# What to do:
What are the lines, copied exactly, from the one containing "Report the location of every instance of the wood-look" through the last line of the records below, both included?

#### Materials provided

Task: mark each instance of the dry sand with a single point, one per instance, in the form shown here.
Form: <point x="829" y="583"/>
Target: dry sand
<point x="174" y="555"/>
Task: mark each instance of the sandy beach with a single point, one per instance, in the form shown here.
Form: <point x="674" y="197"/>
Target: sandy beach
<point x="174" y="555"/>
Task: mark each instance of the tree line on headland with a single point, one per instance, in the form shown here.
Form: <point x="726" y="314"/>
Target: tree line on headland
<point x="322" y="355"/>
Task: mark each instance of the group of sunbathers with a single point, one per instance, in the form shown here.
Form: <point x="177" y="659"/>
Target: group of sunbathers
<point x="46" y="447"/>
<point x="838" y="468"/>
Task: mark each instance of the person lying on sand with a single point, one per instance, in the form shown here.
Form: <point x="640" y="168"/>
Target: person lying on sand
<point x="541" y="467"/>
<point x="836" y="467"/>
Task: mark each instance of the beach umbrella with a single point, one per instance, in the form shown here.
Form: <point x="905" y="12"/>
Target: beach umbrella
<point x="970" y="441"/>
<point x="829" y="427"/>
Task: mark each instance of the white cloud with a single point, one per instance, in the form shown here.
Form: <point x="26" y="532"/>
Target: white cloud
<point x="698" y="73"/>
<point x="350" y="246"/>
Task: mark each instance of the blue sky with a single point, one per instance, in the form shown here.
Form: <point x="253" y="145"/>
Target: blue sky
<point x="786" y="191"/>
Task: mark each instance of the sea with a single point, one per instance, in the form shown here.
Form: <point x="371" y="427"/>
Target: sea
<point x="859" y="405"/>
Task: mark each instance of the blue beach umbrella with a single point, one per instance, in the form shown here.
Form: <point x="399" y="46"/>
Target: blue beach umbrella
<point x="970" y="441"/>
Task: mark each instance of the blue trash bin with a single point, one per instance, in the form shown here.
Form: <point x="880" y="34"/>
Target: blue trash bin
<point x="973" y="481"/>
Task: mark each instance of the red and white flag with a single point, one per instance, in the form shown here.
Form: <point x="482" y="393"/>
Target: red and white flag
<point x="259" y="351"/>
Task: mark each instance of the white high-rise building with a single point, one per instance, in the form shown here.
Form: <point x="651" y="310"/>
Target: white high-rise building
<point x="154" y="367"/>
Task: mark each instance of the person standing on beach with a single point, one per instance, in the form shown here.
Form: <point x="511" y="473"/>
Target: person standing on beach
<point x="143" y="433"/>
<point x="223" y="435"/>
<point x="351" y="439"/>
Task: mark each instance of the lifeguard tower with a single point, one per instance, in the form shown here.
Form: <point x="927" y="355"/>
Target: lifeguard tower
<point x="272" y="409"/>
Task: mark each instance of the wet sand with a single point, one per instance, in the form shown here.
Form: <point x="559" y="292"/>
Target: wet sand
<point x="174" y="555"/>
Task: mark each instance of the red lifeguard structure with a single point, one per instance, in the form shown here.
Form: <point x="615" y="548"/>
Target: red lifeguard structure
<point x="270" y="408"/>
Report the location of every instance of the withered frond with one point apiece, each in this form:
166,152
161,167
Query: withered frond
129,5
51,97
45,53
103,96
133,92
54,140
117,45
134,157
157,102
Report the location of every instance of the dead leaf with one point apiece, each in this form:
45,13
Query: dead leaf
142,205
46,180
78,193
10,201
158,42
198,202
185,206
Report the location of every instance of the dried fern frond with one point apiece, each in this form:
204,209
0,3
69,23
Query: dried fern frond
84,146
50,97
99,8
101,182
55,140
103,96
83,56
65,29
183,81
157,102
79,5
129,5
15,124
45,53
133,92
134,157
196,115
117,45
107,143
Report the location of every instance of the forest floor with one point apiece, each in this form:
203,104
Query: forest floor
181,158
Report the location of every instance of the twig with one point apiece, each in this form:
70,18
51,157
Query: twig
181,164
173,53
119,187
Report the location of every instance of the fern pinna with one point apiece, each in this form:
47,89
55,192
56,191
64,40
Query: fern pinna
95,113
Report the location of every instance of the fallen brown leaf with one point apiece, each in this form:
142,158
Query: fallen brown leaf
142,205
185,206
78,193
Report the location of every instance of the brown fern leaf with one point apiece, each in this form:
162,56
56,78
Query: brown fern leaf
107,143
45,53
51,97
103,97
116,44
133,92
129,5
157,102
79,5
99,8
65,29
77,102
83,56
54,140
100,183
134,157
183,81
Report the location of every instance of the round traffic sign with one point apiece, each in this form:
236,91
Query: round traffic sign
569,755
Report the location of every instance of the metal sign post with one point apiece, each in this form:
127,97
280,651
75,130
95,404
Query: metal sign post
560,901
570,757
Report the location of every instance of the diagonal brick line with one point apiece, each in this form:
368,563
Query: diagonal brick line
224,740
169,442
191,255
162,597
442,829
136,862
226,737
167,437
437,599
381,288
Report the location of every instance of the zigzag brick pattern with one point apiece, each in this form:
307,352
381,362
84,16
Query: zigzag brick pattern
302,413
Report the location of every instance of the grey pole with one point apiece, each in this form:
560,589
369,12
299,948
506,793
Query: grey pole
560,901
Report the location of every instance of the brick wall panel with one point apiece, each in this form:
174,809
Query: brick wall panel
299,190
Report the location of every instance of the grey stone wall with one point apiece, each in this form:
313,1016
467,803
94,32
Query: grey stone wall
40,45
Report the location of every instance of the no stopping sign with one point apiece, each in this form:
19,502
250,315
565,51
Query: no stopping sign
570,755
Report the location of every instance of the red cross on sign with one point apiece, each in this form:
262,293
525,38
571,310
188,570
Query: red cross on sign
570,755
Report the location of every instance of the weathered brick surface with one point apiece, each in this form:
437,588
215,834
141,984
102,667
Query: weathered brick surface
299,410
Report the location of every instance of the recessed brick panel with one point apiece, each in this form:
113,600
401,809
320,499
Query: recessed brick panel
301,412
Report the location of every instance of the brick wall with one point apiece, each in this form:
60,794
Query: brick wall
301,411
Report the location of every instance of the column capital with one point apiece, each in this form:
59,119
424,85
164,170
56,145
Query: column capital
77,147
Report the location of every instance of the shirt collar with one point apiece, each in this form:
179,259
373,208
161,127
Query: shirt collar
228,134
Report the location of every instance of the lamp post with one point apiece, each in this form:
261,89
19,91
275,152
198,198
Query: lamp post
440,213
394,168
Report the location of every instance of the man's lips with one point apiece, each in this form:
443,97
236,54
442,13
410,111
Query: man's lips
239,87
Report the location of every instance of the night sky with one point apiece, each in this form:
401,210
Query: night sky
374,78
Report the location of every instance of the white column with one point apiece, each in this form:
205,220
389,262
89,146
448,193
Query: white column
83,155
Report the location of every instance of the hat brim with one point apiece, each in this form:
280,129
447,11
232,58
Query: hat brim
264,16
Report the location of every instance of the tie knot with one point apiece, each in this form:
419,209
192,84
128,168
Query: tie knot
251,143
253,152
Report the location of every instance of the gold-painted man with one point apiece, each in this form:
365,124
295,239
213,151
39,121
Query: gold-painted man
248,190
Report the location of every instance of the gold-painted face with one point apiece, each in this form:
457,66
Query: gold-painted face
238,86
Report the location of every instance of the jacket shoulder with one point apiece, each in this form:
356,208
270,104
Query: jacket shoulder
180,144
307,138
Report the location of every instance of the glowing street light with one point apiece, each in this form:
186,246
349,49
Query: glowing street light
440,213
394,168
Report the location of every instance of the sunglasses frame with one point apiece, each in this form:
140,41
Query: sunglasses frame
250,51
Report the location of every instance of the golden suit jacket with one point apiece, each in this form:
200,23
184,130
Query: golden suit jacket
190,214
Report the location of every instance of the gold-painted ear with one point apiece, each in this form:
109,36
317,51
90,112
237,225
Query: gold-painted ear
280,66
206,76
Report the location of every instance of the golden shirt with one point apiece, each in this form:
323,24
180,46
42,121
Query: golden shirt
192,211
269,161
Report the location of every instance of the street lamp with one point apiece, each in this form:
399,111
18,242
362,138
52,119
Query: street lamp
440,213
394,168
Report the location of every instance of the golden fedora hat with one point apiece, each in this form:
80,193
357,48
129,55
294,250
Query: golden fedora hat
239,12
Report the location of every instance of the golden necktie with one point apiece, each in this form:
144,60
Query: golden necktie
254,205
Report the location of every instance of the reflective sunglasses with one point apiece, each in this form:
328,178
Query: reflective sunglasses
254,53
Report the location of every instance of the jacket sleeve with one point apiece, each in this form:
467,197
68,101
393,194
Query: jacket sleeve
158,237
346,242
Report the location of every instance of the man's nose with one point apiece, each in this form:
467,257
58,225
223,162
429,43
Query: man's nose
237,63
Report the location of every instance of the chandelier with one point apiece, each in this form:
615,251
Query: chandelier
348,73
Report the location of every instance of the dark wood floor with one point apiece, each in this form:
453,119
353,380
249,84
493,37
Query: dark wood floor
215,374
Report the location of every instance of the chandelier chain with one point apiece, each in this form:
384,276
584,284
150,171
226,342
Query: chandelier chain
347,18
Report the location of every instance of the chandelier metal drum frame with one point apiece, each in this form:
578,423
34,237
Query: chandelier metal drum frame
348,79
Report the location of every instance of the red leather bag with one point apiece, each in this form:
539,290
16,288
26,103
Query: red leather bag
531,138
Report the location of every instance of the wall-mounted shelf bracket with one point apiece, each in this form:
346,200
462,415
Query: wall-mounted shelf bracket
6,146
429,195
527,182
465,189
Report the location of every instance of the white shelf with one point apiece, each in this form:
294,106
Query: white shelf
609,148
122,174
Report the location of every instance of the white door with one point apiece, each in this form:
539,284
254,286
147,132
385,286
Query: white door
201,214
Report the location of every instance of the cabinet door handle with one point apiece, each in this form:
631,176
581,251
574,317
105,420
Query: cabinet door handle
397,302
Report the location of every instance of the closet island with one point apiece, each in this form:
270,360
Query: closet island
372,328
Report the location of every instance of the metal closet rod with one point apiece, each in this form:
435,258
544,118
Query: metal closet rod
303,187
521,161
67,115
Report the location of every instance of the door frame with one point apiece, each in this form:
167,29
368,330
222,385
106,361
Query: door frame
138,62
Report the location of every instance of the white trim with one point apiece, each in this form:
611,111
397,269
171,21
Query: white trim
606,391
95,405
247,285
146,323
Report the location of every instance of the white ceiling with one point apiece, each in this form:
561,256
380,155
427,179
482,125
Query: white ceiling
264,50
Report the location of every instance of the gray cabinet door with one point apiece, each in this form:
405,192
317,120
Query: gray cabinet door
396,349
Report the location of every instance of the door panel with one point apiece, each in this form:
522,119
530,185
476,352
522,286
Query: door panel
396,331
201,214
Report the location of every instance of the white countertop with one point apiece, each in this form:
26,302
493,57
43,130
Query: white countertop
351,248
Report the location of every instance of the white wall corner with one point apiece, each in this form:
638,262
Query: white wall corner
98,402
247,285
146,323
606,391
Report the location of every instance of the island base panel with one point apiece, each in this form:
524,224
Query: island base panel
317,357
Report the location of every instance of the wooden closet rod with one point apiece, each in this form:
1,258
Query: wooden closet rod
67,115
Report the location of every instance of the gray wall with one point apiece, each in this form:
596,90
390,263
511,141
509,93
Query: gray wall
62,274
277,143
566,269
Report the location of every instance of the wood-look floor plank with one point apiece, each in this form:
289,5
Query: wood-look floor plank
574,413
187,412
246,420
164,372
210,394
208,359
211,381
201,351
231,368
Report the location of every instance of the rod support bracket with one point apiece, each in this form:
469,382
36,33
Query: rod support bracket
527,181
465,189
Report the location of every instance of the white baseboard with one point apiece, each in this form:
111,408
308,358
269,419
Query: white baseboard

########

# Final answer:
Report the location of every instance of the wood-look floor plank with one point apiece, each in this form:
289,5
Query: wood-look floor plank
574,413
187,412
246,420
164,372
210,394
208,359
211,381
201,351
231,368
Report the location of every instance of the rod support bracket with one point apiece, each in this form:
469,382
36,33
Query: rod support bracket
527,181
465,189
Report the location of every instance of the white baseboard with one point apiece, each in this form:
111,408
308,358
269,419
Query: white baseboard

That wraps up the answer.